── Exercise text ──

An interesting development was the return of higher floods at the end of the Old Kingdom and during the First Intermediate Period, as evidenced by the building of large stone walls that served as a platform on which the floors of lighter structures could be lifted as high as 92.7 m ASL. Analysis of the accumulated layers has proved, however, that even this floor level was flooded several times by the swollen river despite being above the height of the average floods.
The floor was subsequently raised by another 40 cm, to a height of 93.1 m ASL. At this level, the settlement buildings no longer show any trace of inundation. During the last construction phase, but still before the beginning of the Middle Kingdom, the residential level was raised one last time, to 93.7 m ASL; here, too, there are no traces of flood damage.19 Archaeological data thus indicate that the island settlement changed dramatically over time, depending on the height of the Nile when a given phase was founded. The pattern of these changes corresponds, of course, with the common long-term trend in the height of the yearly Nile floods.
As we have seen, evidence from Elephantine Island and the Palermo Stone points to more or less constant average flood levels during the Third to Fifth Dynasties. This brings us back to the question of how and where the height of flood levels was measured. In the Memphite region this may have been done by measuring the height of the water surface above the inundated area of the floodplain, possibly using a static measuring gauge built at a designated site. If point zero on the scale indicated a fixed height in the surrounding terrain (the Nile alluvium), the flood water level could then have been measured from this point. Since the average height of flood levels during the Third to Fifth Dynasties was practically constant, we can infer that there was no considerable increase in the amount of alluvium over this period (approximately 350 years). If that was the case, it follows that the absolute height of flood levels would have decreased over time.

───

# Request A
In the passage on Nile flood levels, to what height was the residential level raised in the last construction phase before the Middle Kingdom?
# Request B
Summarize the passage on Nile flood levels in two sentences.
# Request C
Continue the passage on Nile flood levels from the point where it ends.

── Listed records ──

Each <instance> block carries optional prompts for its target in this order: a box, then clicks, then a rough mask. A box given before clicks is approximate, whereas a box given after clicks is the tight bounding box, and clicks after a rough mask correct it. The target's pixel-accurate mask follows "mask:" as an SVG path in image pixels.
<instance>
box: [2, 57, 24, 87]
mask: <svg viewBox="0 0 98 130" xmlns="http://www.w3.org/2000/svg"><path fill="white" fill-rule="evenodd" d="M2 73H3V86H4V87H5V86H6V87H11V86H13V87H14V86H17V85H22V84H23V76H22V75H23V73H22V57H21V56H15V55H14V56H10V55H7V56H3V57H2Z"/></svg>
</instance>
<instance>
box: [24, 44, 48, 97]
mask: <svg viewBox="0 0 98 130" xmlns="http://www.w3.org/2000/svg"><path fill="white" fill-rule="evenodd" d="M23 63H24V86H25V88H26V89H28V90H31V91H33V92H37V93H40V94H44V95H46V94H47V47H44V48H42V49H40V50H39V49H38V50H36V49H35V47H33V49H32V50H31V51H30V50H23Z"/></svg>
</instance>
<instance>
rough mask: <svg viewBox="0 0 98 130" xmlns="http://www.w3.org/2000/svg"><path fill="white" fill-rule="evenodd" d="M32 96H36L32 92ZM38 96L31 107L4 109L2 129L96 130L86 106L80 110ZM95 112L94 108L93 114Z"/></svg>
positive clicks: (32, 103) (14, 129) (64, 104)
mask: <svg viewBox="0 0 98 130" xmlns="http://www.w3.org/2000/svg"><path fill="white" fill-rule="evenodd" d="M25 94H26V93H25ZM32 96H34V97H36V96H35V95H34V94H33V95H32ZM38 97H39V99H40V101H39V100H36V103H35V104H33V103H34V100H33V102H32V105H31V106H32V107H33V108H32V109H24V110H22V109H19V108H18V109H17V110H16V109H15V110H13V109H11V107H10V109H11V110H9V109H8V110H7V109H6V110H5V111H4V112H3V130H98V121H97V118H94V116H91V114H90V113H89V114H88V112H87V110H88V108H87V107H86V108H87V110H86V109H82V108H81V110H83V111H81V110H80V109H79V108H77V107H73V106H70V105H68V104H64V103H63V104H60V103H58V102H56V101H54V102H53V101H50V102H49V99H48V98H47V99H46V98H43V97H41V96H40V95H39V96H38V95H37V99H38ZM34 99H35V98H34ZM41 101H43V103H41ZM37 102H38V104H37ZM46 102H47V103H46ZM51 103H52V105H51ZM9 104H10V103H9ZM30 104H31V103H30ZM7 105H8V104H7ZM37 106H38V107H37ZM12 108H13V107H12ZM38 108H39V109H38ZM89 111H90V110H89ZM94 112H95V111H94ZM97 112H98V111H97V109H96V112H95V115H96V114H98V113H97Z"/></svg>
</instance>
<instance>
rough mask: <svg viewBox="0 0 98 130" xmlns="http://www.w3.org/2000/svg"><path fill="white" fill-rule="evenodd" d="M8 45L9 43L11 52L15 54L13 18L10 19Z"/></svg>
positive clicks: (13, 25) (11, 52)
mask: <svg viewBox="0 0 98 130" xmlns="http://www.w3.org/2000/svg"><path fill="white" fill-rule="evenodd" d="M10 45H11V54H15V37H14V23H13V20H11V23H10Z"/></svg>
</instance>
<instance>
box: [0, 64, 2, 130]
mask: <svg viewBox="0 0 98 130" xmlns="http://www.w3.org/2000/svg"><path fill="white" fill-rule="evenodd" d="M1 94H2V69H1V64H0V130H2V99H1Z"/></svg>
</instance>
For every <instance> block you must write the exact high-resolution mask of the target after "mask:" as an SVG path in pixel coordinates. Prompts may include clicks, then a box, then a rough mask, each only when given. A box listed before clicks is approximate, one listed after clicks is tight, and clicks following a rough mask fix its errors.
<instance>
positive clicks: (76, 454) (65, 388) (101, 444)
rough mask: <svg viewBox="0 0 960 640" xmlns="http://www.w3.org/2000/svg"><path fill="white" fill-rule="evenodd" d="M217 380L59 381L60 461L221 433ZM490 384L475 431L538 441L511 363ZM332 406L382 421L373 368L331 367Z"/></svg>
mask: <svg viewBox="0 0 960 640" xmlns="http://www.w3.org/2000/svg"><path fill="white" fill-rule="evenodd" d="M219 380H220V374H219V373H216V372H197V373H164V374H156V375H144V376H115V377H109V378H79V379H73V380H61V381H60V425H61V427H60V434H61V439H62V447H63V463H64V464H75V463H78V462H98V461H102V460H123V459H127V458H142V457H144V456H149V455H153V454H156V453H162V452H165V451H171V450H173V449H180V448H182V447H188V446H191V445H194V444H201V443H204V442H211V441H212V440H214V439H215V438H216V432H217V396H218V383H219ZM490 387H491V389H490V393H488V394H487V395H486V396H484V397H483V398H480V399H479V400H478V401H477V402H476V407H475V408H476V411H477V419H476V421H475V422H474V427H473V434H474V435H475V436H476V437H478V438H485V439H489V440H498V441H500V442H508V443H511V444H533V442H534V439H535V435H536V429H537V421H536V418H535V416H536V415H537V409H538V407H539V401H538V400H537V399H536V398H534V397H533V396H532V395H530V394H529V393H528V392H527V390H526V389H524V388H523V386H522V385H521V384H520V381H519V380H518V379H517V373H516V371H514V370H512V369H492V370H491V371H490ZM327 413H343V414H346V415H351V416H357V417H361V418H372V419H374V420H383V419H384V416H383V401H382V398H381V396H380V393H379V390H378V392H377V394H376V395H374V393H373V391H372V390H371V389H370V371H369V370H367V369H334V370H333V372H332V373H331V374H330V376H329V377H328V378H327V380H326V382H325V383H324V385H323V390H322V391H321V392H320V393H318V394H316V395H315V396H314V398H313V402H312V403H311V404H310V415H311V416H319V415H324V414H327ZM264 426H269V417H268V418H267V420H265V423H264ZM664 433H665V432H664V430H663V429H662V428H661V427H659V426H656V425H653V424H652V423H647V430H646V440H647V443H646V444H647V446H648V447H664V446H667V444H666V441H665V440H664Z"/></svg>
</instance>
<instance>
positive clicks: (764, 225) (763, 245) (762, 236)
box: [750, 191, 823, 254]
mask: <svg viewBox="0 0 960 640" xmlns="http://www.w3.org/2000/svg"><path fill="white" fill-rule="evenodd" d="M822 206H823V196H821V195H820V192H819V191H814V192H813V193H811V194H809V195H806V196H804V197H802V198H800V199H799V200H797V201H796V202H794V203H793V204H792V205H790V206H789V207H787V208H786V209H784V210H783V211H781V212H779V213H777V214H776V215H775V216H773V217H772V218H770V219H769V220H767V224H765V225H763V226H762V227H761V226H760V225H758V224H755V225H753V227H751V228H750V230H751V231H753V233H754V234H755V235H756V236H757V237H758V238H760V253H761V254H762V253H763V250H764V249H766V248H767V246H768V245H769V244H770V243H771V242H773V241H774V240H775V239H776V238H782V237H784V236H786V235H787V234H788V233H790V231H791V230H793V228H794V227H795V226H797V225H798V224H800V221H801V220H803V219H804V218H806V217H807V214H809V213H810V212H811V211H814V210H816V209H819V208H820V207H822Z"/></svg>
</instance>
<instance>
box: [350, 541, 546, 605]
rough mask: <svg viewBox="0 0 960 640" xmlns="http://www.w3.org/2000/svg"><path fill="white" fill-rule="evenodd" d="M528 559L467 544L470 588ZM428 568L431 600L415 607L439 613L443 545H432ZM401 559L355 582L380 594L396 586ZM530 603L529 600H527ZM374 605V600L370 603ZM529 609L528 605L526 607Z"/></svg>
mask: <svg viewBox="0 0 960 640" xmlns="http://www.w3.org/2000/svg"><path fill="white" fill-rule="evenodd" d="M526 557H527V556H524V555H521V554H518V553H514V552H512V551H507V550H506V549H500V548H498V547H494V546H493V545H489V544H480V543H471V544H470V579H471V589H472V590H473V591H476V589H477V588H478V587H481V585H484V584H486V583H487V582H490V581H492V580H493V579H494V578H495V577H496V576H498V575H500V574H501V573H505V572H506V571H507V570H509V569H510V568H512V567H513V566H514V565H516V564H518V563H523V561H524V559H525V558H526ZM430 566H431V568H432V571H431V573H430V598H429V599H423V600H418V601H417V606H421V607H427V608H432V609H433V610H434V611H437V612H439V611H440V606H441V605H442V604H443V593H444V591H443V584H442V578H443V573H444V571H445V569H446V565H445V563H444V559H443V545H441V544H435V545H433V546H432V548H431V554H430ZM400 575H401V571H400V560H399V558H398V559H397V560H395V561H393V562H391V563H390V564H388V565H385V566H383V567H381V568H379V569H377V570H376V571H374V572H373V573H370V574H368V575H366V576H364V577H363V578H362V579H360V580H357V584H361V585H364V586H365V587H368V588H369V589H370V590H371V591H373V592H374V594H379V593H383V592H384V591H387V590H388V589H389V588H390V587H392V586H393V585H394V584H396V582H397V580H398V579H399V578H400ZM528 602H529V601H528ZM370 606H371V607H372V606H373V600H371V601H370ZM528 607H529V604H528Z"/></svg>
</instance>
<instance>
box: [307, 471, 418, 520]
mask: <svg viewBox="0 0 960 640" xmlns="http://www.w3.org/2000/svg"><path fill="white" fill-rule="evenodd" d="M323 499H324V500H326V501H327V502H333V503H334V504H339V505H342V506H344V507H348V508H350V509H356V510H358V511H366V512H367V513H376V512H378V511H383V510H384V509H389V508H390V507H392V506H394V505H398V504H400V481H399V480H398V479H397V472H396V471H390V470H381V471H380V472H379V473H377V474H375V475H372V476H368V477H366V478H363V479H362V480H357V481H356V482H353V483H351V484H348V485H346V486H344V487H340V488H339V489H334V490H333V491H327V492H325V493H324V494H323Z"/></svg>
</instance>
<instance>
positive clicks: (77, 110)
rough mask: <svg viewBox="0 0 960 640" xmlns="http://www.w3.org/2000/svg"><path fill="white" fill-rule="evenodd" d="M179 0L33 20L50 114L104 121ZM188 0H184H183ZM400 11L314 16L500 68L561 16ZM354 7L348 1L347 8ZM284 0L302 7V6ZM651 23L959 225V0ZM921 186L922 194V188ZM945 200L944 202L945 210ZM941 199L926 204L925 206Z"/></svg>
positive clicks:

───
── Listed records ──

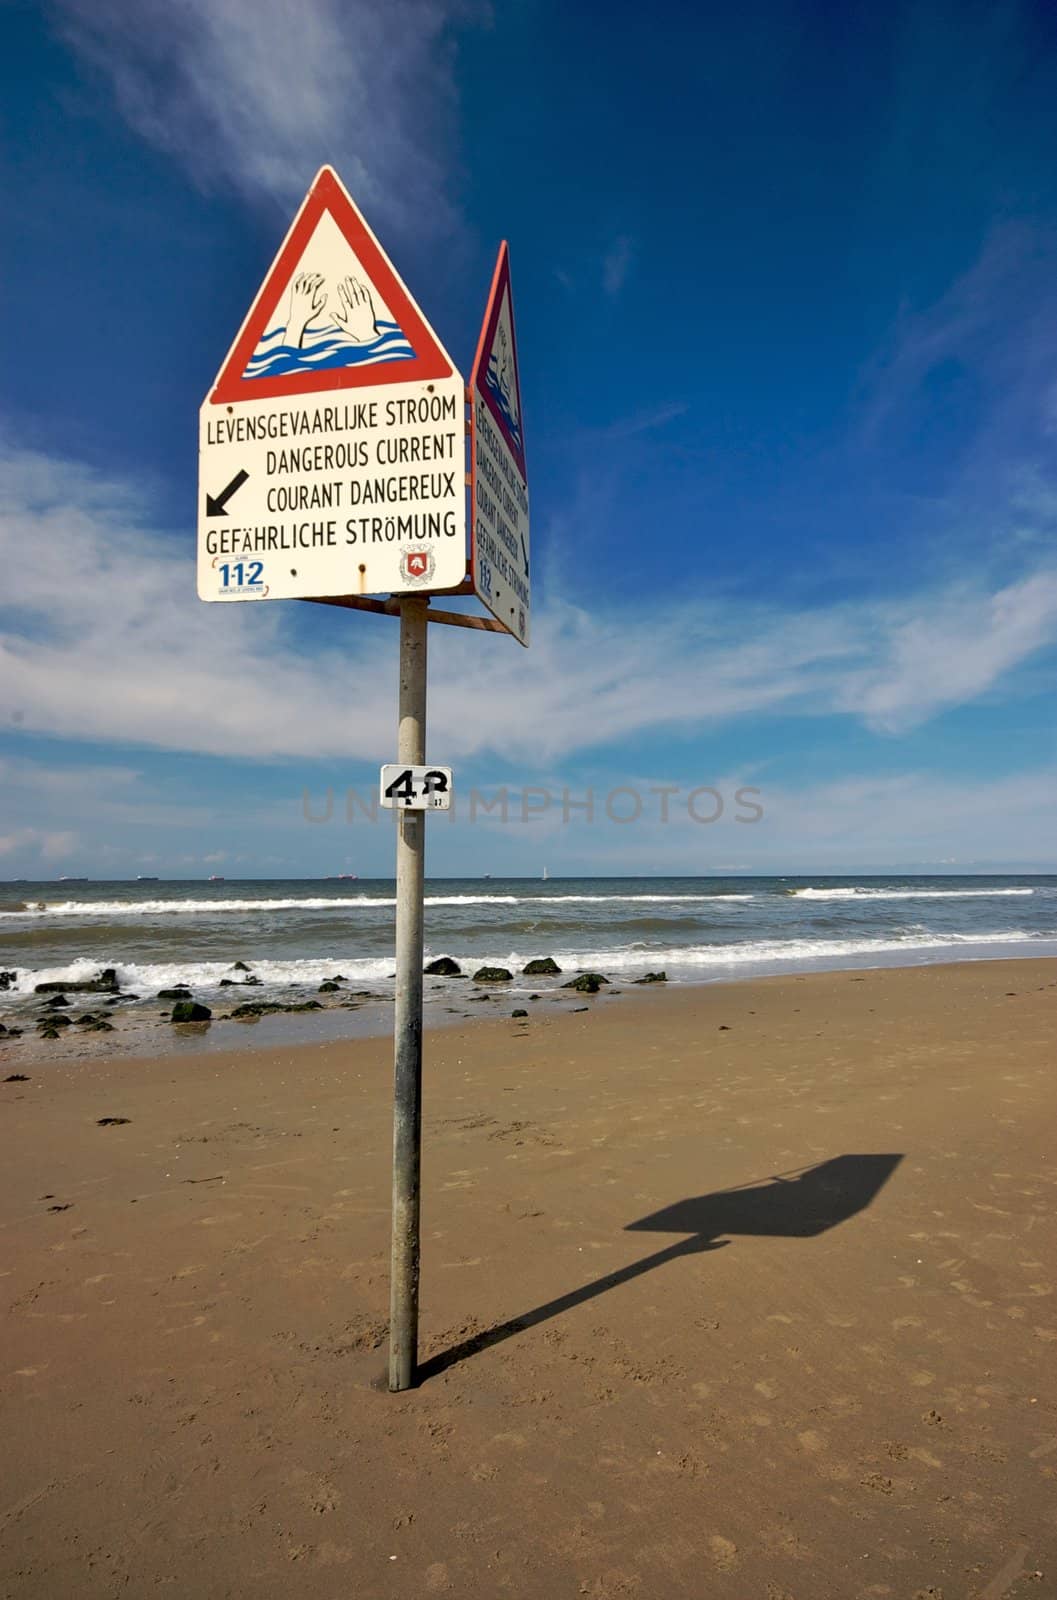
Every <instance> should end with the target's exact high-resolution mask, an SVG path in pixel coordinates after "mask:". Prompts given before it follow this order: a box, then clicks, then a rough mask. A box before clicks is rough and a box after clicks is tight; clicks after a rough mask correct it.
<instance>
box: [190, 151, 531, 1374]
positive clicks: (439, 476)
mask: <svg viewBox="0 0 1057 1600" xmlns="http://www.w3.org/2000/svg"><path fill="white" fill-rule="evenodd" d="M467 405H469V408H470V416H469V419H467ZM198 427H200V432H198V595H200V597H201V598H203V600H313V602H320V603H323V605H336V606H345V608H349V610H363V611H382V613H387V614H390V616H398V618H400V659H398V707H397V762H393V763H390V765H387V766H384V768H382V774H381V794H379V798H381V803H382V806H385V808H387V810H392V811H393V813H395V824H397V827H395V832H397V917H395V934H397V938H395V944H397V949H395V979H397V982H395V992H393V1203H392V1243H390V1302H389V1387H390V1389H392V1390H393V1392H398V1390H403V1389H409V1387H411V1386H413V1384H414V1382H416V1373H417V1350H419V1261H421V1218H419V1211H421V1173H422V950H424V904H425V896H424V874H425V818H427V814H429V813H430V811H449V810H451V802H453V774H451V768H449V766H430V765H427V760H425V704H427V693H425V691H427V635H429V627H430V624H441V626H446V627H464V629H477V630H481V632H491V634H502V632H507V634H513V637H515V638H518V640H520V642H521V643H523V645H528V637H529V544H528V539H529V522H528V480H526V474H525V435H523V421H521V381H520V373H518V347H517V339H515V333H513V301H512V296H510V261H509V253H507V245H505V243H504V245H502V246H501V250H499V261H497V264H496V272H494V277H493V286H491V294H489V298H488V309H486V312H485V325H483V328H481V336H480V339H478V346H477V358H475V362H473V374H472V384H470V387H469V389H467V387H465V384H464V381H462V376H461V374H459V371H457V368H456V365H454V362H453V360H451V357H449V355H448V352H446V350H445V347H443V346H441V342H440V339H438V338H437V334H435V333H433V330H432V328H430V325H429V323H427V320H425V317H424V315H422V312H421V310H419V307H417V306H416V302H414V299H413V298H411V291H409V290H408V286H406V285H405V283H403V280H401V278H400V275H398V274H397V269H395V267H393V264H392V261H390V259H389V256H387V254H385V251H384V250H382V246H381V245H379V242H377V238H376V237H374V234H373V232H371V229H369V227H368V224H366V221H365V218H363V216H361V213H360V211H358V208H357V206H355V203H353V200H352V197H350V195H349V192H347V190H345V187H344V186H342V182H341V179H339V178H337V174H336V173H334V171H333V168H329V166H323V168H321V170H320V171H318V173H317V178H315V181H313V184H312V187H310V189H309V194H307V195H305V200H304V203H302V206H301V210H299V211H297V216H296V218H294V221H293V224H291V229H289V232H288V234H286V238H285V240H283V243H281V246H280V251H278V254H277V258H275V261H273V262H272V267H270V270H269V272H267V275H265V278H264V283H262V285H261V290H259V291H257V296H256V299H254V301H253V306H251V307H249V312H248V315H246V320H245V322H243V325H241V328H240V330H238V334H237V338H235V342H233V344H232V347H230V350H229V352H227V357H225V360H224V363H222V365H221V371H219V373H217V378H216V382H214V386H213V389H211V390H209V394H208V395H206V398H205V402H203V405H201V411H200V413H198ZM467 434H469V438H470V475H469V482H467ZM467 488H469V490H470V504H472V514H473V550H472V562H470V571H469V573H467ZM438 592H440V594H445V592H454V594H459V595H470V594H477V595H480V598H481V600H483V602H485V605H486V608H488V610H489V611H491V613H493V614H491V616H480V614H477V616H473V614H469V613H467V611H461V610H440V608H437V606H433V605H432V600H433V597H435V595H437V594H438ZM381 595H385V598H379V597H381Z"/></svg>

───

# Final answer A
93.7 m ASL

# Final answer B
Higher floods at the end of the Old Kingdom and during the First Intermediate Period led the island settlement to raise its floors in stages, from 92.7 m ASL, which was still flooded several times, to 93.1 m and finally 93.7 m ASL, where no flood damage appears. Evidence from Elephantine Island and the Palermo Stone points to roughly constant average flood levels during the Third to Fifth Dynasties, which suggests that alluvium did not increase considerably over that period.

# Final answer C
Fig. 2.4. Elephantine settlement drift throughout the Old Kingdom provides ample evidence for the fluctuation of the annual Nile floods and their diminishing impact toward the end of the Old Kingdom. (M. Bárta)
And in fact even though the Palermo Stone data are incomplete, the figures do indicate a trend of decreasing flood levels between the Early Dynastic Period and the latter part of the Old Kingdom. This is supported by the evidence of floor levels on Elephantine and the study by Macklin et al., which clearly point to progressively lower Nile floods during the Old Kingdom era.20
The Abusir Beetles
The picture of the climatic context of the Old Kingdom has been supplemented in an interesting way by finds made at the Czech archaeological mission in Abusir. A mummification deposit dating to the period of the rule of Pepy I toward the end of the Sixth Dynasty was discovered in the burial complex of Judge Inti. It contained mostly ceramics and bandages that had been used to mummify a member of the judge’s family, then ritually buried in a side shaft. One of the bowls in the set was covered by a residue of resin—a material commonly applied to desiccated corpses—and some beetles were stuck in it. They were identified as Poecilus pharaoh, a common insect living in desert zones with high salinity, which can neither migrate nor change its very specific ecological niche.21 The beetles imprisoned in the hot aromatic resin therefore suggest two things: first, the strip of land adjacent to the Nile Valley had turned from savannah to desert; second, the wrapping and bandaging and perhaps some other elements of the mummification process did not take place near the Nile or some other water source, but in the desert, maybe in the immediate vicinity of the tomb.
The last stone in the mosaic is an observation made by geologists working on a Polish expedition in nearby Saqqara. To the west of King Djoser’s pyramid complex there is a large burial ground dating to the end of the Old Kingdom. This was naturally exposed to many post-deposition factors, including massive strata of shifted material carried by a strong, rapid stream of water that contained layers of mud. Specific analyses have shown that these layers were deposited by flash floods running down from the Western Desert plateau (which by then already had a very low water absorption capacity) after torrential rains. Similar strata were also found in Abusir in Old Kingdom burial chambers, which had been robbed and left open. The authors suggest that the extreme rains at the end of the Old Kingdom were caused by the North Atlantic Oscillation.22
History Repeating Itself?
Having discussed the way environment limited the development of complexity in the ancient Egyptian state, we can now turn our attention to the cyclical nature of history, including the creation, rise, and fall of civilizations.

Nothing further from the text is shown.